* **Fragmento del texto**:
En las llamadas “Sex Wars” o “Guerras del sexo” cristalizaron dos posiciones, un feminismo anti-porno interesado en la estigmatización, prohibición y censura de la pornografía y un feminismo pro-sexo o anti-censura dispuesto a tomar la pornografía como un territorio posible para la emancipación de las mujeres. Autoras como Carol Vance, Pat Califia o Gayle Rubin entendieron la importancia de complejizar el discurso sobre la sexulidad, la pornografía y comprender sus contradicciones y potencialidades como sistema de representación sexual, poner la atención en los placeres y no sólo en los peligros que conlleva la sexualidad.
Poner la atención en el deseo, en la liberación de los cuerpos, en el goce se convirtió en uno de los ejes centrales para la emancipación y la deconstrucción social de las jerarquías sexuales, en especial aquellas directamente vinculadas al género.
A día de hoy, se hace necesario repolitizar de forma situada los debates feministas y transfeministas sobre la pornografía y la sexualidad, en un contexto donde las transformaciones del orden sexogenérico y las ampliaciones de la imaginación erótica y afectiva, son un elemento fundamental de las fuerzas conservadoras y su programa de refundación reaccionaria de la sociedad. Ampliar el campo del placer sexual, “ampliar el campo de lo vivible” adquiere también una especial centralidad política, en cuanto, como dirá Frederic Jameson, funciona como una alegoría de utopías más generales, imprescindibles en el contexto de repliegue que vivimos. Frente a una representación de la sexualidad como un espacio de peligro, buscaremos proponer un feminismo disidente que promueva una sexualidad propia, como lugar de agencia, potencia y resistencia.

* **Entradas dadas**:
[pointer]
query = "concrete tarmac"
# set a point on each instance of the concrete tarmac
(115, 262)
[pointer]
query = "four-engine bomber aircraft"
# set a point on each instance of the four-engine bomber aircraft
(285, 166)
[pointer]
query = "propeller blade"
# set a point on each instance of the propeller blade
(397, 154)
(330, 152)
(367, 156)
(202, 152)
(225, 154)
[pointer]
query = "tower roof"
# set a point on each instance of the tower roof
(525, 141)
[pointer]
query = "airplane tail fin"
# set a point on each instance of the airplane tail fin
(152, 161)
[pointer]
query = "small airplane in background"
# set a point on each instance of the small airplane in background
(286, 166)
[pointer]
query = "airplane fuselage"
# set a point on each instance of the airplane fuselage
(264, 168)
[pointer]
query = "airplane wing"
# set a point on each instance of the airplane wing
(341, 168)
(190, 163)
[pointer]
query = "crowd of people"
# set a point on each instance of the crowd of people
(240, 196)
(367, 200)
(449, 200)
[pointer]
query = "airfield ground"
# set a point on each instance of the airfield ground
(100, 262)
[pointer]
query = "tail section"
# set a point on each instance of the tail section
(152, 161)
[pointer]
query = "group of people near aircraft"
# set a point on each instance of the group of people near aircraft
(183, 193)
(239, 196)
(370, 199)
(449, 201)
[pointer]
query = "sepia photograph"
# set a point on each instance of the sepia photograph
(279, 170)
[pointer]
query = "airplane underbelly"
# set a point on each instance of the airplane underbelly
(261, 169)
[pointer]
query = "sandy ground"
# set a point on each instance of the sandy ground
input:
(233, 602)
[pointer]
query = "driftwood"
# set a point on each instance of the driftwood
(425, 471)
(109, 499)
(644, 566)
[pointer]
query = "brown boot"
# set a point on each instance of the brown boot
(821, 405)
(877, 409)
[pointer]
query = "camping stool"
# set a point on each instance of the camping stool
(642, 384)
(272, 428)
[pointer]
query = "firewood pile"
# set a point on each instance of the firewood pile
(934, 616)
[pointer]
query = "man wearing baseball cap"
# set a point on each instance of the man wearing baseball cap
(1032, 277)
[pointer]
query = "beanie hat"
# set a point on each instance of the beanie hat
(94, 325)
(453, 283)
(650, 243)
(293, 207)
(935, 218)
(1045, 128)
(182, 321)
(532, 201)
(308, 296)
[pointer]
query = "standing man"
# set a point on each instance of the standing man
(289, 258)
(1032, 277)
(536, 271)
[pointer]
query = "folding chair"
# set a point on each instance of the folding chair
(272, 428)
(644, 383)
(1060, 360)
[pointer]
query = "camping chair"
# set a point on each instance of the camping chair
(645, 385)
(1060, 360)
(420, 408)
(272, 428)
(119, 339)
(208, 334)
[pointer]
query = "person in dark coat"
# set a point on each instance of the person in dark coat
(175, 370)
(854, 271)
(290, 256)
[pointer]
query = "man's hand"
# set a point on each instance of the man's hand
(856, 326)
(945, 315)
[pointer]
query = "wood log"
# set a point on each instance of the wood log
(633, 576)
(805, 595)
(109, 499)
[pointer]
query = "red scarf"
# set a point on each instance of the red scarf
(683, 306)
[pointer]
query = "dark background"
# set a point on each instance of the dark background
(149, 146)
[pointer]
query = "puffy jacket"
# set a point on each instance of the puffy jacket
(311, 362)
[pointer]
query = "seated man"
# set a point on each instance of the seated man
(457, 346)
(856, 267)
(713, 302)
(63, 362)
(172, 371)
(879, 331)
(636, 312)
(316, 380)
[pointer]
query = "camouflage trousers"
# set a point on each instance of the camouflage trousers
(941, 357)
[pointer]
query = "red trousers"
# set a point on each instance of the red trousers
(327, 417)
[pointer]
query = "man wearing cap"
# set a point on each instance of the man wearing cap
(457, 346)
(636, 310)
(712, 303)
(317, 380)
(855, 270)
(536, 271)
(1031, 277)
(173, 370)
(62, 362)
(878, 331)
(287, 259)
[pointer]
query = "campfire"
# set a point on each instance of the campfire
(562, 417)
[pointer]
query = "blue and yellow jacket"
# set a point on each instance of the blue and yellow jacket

* **Lo que hay que hacer**: Reproduce sin cambiar nada la parte del fragmento que empieza con las palabras donde aparece "Poner la atención en el" y acaba en "vinculadas al género.". Las entradas no tienen nada que ver con esto.

* **Respuesta**:
Poner la atención en el deseo, en la liberación de los cuerpos, en el goce se convirtió en uno de los ejes centrales para la emancipación y la deconstrucción social de las jerarquías sexuales, en especial aquellas directamente vinculadas al género.